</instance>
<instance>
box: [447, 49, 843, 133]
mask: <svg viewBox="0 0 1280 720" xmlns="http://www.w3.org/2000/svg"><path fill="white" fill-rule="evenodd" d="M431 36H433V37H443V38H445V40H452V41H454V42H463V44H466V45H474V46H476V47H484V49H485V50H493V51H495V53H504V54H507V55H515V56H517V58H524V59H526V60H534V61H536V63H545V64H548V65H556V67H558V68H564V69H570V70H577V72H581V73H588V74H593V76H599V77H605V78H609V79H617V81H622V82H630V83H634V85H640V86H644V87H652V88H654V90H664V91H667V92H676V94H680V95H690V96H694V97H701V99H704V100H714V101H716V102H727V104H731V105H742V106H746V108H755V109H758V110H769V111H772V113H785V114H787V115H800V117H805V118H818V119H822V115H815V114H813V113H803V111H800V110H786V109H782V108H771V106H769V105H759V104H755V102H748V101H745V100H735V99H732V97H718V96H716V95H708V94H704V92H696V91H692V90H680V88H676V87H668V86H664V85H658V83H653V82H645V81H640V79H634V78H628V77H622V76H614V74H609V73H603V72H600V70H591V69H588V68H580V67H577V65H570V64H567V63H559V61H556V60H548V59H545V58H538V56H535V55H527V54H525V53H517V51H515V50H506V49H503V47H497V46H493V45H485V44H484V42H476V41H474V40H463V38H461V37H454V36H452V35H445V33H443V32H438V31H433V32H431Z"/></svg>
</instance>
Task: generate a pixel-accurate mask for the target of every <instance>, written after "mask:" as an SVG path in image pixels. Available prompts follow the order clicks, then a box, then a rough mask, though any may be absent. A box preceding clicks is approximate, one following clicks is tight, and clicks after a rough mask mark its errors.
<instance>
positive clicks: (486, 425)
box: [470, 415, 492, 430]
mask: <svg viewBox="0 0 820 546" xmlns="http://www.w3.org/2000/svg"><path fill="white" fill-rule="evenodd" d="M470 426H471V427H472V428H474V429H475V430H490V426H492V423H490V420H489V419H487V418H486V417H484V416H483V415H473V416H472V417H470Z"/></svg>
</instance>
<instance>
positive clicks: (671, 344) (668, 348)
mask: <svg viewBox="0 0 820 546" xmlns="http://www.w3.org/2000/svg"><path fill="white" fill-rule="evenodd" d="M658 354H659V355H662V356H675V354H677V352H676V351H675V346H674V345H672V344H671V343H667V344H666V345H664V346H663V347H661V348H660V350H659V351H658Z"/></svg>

··········

List every line in the rows above that contains the word "positive", copying each one in full.

> _EXERCISE ANSWER_
positive clicks: (486, 425)
positive clicks: (671, 344) (668, 348)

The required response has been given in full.